[Start of Provided passage]

Presumably the captain is already distracted because when the ship is in the wider, straight section with little set the mind will, by nature, wander off task.

Also, the other thing he told me was short-term memory can track six to seven “things” For example when mooring the status of each tug, the status of the engine, the bow thruster, the mooring lines, ship’s position, clearance fore and aft, speed etc.

These things are held in short-term memory and if there is an interruption and attention is needed elsewhere, for example answering the VHF, it will take about 30 seconds to reload short-term memory, that is to say 30 seconds to regain the picture.

That is true. As a Towmaster I used to be able to keep in my short term memory the last orders (engine power in % and heading) for up to 5 tugs.
Anything more then that would require a whiteboard and someone to keep it up to date.

Computer records are no good as it require more direct concentration to see what’s on the screen, thus loss of concentration for other tasks.
Too many sources of data is also contributing to loss of concentration. (Data overload)

[End of Provided passage]
[Start of Data provided]

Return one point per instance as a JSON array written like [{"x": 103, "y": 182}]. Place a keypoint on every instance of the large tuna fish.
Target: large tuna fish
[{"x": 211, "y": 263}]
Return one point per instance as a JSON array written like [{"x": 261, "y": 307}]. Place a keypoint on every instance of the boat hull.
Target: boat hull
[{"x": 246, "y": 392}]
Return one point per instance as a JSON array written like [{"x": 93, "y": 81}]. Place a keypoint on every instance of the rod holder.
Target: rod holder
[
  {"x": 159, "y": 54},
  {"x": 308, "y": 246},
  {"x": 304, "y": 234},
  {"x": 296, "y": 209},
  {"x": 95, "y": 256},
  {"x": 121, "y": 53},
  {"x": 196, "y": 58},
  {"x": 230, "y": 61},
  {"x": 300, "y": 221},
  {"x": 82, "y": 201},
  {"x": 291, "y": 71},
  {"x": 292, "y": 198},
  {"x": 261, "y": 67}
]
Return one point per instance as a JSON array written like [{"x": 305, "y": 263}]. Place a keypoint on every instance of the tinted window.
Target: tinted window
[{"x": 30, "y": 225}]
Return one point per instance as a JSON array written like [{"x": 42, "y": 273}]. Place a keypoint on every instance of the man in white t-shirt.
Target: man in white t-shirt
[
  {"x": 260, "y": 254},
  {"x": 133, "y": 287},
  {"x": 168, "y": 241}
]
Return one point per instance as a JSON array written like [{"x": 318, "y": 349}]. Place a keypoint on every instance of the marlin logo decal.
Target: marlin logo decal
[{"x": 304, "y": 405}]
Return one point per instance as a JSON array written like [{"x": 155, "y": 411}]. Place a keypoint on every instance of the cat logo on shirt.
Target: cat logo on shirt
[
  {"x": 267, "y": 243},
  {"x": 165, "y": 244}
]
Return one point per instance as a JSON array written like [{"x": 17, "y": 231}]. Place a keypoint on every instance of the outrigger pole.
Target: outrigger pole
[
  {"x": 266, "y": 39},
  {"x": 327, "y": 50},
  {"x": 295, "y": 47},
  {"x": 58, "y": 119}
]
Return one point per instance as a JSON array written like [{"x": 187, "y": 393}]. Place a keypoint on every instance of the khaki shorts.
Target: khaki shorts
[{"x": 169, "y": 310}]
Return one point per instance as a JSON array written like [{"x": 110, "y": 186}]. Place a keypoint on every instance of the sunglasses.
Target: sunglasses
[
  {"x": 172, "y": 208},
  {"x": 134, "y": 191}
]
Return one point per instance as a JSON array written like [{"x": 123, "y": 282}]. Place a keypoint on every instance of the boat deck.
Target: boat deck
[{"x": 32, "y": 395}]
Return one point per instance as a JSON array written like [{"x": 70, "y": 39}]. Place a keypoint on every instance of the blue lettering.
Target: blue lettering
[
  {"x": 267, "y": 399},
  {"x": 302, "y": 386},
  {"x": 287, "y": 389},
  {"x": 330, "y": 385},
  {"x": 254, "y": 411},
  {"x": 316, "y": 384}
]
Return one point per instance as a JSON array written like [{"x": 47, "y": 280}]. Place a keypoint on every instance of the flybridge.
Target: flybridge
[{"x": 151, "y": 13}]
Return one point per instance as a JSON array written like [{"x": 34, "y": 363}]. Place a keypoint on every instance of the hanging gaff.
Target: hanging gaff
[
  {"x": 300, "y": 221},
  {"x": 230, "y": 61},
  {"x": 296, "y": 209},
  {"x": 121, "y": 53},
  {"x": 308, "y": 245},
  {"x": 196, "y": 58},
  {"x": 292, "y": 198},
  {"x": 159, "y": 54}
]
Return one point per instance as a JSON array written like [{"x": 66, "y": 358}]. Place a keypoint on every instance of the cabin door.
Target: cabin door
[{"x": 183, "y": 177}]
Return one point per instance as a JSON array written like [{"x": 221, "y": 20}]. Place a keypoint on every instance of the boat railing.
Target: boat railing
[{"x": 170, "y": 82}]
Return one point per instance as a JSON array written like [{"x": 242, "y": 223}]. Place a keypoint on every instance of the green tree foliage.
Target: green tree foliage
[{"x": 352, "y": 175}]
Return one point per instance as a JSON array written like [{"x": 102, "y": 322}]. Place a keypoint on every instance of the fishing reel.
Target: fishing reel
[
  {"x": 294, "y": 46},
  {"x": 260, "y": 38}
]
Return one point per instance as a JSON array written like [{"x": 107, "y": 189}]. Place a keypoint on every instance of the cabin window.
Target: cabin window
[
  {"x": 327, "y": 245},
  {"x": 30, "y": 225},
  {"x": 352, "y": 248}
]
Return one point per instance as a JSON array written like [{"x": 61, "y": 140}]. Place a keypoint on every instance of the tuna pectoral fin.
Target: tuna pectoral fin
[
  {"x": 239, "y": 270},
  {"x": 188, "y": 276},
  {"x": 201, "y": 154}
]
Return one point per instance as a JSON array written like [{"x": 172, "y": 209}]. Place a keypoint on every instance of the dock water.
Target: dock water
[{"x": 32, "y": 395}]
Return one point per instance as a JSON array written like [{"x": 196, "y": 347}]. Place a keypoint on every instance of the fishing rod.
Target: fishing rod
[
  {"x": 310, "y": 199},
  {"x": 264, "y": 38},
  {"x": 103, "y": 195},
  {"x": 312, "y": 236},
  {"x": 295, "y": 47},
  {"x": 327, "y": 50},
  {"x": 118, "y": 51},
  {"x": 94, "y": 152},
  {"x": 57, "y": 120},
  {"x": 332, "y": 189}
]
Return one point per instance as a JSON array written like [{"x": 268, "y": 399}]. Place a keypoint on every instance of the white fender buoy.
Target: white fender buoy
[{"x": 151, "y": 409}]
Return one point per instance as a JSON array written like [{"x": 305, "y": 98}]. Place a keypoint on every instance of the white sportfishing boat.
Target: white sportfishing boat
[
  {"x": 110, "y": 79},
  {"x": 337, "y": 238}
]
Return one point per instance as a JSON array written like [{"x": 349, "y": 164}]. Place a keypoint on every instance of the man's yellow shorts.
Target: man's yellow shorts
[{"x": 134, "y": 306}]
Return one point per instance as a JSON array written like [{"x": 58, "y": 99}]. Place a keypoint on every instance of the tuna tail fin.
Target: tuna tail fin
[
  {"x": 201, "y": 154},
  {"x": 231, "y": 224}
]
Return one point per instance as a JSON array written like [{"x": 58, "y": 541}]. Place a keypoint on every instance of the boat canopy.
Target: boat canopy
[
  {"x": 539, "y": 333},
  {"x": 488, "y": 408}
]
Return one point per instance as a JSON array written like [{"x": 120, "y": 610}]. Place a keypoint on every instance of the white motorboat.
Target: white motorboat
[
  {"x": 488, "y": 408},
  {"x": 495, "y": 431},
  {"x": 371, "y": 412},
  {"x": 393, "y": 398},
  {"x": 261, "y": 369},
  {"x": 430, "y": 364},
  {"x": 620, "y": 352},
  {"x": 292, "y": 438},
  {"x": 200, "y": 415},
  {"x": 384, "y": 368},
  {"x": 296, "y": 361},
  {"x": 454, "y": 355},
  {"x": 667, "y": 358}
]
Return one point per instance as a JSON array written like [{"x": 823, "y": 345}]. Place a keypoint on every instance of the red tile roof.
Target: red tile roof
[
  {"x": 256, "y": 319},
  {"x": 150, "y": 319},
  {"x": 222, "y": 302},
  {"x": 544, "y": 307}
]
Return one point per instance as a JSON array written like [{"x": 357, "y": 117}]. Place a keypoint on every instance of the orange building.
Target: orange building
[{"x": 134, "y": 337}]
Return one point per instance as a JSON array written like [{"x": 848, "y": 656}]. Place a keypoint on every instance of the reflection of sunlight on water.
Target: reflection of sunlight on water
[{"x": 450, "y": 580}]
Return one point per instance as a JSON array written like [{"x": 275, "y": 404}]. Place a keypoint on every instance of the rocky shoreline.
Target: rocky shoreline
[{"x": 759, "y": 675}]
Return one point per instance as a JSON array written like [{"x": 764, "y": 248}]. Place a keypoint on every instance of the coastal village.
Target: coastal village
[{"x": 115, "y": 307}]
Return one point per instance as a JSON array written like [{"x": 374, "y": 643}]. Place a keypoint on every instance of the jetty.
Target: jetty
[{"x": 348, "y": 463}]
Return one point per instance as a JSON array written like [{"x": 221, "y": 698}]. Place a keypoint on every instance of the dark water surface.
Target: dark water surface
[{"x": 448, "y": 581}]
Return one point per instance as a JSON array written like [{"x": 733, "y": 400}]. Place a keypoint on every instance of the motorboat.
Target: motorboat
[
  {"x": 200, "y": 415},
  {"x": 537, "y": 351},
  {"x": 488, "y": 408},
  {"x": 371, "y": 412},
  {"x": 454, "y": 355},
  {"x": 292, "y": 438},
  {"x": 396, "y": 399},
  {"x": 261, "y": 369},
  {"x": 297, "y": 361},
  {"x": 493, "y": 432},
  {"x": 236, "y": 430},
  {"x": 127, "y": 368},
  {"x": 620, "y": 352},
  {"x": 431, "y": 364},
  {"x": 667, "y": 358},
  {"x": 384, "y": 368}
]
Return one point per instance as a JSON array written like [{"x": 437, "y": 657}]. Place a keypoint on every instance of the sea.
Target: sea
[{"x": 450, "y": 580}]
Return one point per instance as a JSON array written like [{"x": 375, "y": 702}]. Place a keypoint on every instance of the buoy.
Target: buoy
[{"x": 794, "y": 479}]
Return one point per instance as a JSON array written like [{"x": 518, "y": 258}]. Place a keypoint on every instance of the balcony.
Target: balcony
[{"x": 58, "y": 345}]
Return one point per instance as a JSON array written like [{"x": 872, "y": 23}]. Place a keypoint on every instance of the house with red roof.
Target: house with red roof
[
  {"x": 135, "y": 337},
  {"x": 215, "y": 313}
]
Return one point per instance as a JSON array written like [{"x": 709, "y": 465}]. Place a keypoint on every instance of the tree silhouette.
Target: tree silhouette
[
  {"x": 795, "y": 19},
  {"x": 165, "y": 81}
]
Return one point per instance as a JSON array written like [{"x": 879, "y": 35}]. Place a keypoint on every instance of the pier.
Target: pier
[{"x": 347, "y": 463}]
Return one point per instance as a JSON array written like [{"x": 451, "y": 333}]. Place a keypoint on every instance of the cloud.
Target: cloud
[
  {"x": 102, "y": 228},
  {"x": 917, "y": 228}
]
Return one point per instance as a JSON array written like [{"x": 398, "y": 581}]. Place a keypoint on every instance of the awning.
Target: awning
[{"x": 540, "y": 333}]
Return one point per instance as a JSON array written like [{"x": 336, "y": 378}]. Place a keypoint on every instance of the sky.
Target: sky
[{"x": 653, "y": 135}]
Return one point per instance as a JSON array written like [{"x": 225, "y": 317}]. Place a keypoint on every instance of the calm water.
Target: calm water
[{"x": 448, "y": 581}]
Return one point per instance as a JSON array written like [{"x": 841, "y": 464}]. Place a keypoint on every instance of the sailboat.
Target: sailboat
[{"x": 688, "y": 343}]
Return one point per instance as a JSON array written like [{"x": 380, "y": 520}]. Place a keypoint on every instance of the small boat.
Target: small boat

[End of Data provided]

Exercise prompt =>
Duplicate everything in the passage on short-term memory from "Presumably the captain" down to "wander off task.".

Full answer =>
Presumably the captain is already distracted because when the ship is in the wider, straight section with little set the mind will, by nature, wander off task.